_Short problem_
Extract every line from the entries below that contains the word "point", treating uppercase and lowercase as distinct.

_Extracted records_
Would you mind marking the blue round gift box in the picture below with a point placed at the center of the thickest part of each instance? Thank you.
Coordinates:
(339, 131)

...

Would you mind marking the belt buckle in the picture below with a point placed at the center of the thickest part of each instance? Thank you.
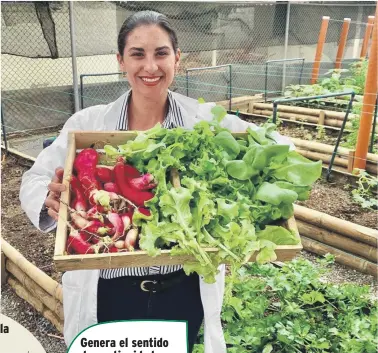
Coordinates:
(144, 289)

==

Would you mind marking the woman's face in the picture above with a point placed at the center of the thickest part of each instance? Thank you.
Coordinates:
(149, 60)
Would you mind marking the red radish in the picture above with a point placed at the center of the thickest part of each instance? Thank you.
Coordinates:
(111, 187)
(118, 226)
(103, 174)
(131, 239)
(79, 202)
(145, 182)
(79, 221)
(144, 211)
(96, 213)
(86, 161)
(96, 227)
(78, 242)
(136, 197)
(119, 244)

_Solution below_
Would you mind marking the blue round gift box in the picture below with a point placed at the center of the thickest part of each instance? Thank you.
Would you mind marking the belt buckle in the picture below with a point placed at the center of the thickest part of each instance? Thank you.
Would you mind marking the woman's face in the picture above with a point placed at the center of the thickest part of each instance? Thank you.
Would you mind marking the red radish in the picture above with a point placed at the center of the thickest part of each instance? Thank you.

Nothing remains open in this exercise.